- Given data:
------------
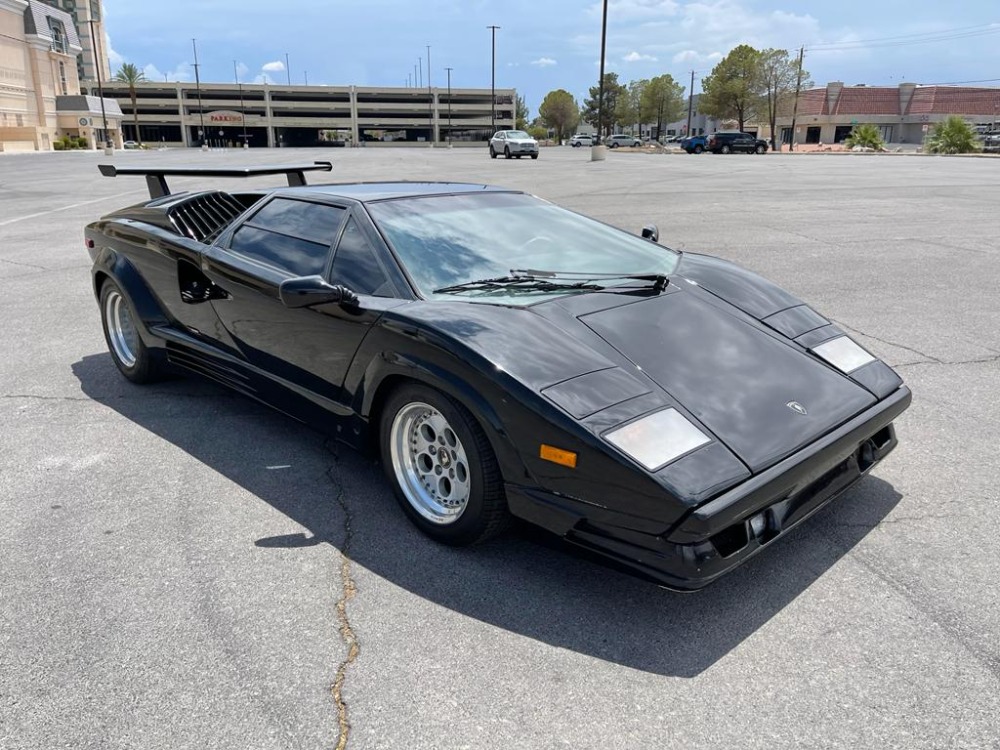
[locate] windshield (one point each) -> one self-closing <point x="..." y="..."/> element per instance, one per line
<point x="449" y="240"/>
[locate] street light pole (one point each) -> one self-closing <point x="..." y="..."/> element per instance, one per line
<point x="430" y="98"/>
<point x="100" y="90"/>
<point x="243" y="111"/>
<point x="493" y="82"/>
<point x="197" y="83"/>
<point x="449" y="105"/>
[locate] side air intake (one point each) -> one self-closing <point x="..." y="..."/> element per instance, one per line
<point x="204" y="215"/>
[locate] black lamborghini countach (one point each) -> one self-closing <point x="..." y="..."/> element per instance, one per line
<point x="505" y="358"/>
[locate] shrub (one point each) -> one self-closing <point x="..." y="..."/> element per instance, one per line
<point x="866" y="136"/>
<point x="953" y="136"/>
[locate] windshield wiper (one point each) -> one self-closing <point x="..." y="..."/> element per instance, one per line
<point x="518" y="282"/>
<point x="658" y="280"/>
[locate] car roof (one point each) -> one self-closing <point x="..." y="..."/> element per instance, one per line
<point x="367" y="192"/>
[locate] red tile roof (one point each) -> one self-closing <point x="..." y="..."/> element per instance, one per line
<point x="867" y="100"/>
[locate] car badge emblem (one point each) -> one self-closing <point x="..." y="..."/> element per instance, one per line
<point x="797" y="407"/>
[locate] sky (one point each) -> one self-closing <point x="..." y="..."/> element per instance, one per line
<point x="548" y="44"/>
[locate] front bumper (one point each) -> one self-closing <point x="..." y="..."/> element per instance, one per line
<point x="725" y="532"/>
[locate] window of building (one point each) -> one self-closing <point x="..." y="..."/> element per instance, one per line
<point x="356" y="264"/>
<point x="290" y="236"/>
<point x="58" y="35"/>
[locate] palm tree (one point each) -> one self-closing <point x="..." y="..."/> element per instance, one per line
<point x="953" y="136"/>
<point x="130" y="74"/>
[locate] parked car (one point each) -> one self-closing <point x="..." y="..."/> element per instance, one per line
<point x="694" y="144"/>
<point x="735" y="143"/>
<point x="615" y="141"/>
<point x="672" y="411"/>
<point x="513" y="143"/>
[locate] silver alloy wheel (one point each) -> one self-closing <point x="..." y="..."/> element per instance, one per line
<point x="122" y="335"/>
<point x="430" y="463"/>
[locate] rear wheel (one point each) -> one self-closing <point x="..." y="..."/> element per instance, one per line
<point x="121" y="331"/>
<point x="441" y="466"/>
------------
Transcribe exactly the line containing "[locate] parked car" and all remaining lines of the material, ending with the last one.

[locate] parked car (one point each) -> one self-closing <point x="..." y="..."/> element per instance, one per line
<point x="694" y="144"/>
<point x="735" y="143"/>
<point x="615" y="141"/>
<point x="672" y="411"/>
<point x="513" y="143"/>
[locate] silver alloy wheel (one point each) -> one self-closing <point x="..." y="..."/> element per instance, one per line
<point x="122" y="335"/>
<point x="430" y="463"/>
[locate] rear wheel (one point each) -> one self-closing <point x="..." y="..."/> element per instance, one per line
<point x="121" y="331"/>
<point x="441" y="466"/>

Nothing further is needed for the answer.